> TEXT SEGMENT
● ● ●

Great Chicago Fire Festival moves signature event to Northerly Island

SHARE Great Chicago Fire Festival moves signature event to Northerly Island

The Great Chicago Fire Festival, which ended in what its organizer described Friday as a “marquee failure” when structures floating down the Chicago River failed to ignite for the premier celebration, will be moved to dry land — on Northerly Island — this year.

The finale of the festival, which celebrates months of artistic work by young people involved in city parks and civic group programs, takes place Sept. 26.

Jim Lasko, co-artistic director of the Redmoon Theater performance group that puts on the festival’s ending show, said Friday that the lawn of Northerly Island’s concert venue will ensure easier visibility, higher profiles for neighborhood participants and half the expense — $1.2 million this year compared with the $2.4 million cost of last year’s fiasco on the river. The lessened expenses include the cost of liability insurance.

“We’re most interested in creating a festival for Chicago’s neighborhoods,” Lasko said. “That’s going to be much easier for us to do on land.”

“We can put in bleachers and arena seating and take other steps to provide much more visual access,” he said, noting that last year’s crowd of 30,000 was much larger than anticipated.

Redmoon also is working with a team of experts who have set up special effects for movies and for TV shows such as “Chicago Fire” to make sure this year’s house burns “quite safely,” Lasko said.

This year, the single structure to be burned down will be covered with paper “shingles” on which young people from throughout the city have written the obstacles they hope to or have overcome in their lives. The fire will be a ceremonial burning away of those obstacles, Lasko said. The shingle-writing has been part of programs hosted by the city park district, the Boys & Girls Clubs and After School Matters, he said.

This year’s celebration will feature local dancers, acrobats, musicians and other performers on five stages located throughout the Northerly Island grounds, Lasko said.

It will also feature a “neighborhood portrait” composed of stories and digitally manipulated photos young people have created to highlight personal and geographical landmarks. The work stems from a park district program that pairs young people with professional artists, Lasko said.

Lasko said the new location will let people walk easily from one stage to the next. Last year, the artwork, performances and kiosks for neighborhood groups that sell hand-made goods had to be scattered among sites such as Pioneer Court, upper Wacker Drive and the American Medical Association Plaza because of lack of space and liability issues.

● ● ●

> PROBLEM SET
A – According to the article on the Great Chicago Fire Festival, what will this year's ending show cost?
B – Rewrite the passage of the Great Chicago Fire Festival article from "Lasko said the" to "and liability issues.", replacing "scattered" with "spread".
C – Continue the article about the Great Chicago Fire Festival's move to Northerly Island from the point where it stops.

> INFORMATION SUPPLIED
● ● ●

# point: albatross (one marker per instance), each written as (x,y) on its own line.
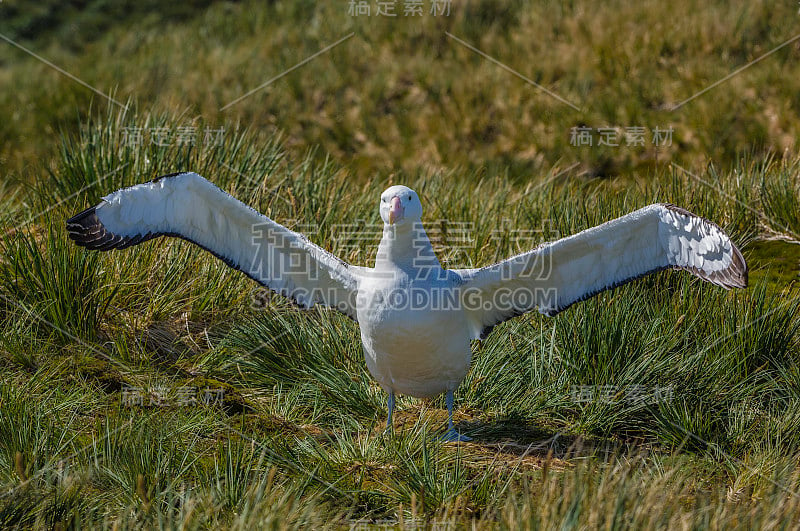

● ● ●

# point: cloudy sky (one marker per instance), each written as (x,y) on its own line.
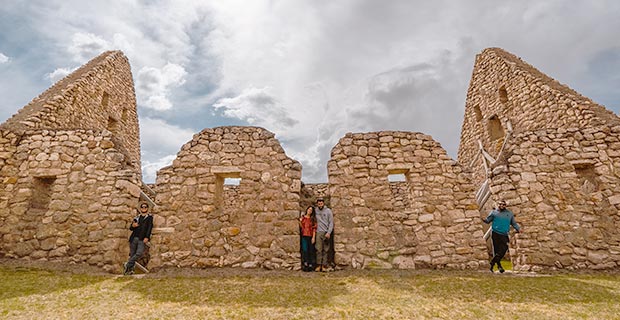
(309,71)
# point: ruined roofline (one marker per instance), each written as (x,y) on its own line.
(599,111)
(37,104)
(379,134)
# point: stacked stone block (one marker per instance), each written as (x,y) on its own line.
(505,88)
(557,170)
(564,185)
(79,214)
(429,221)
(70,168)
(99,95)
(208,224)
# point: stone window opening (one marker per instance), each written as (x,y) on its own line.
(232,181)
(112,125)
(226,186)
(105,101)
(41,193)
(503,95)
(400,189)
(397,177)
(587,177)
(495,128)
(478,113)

● ● ●

> WRITTEN ANSWERS
A – $1.2 million

B –
Lasko said the new location will let people walk easily from one stage to the next. Last year, the artwork, performances and kiosks for neighborhood groups that sell hand-made goods had to be spread among sites such as Pioneer Court, upper Wacker Drive and the American Medical Association Plaza because of lack of space and liability issues.

C –
“It dispersed the energy of the audience,” he said.

This year, anyone who wants to participate in the celebratory spectacle may come to Northerly Island and rehearse on the afternoon of the finale, Lasko said.

That’s in keeping with what Lasko sees as a “hunger” for such an event.

“We learned (last year) that there is a high demand for an unproven, unprecedented cultural event,” he said.

Lasko said that city officials “scrutinized our plan for Northerly Island very carefully before approving the move.”

No one from the city could be reached immediately, but city officials were believed to have wanted to continue the festival on the river to highlight the new Riverwalk.

However, “in the end, I think everyone was persuaded that this was the way to ensure the best audience experience,” Lasko said.

The official Fire Festival kickoff is scheduled for 11:30 a.m. on Thursday, July 9, at La Villita Park, 2800 S. Sacramento Ave.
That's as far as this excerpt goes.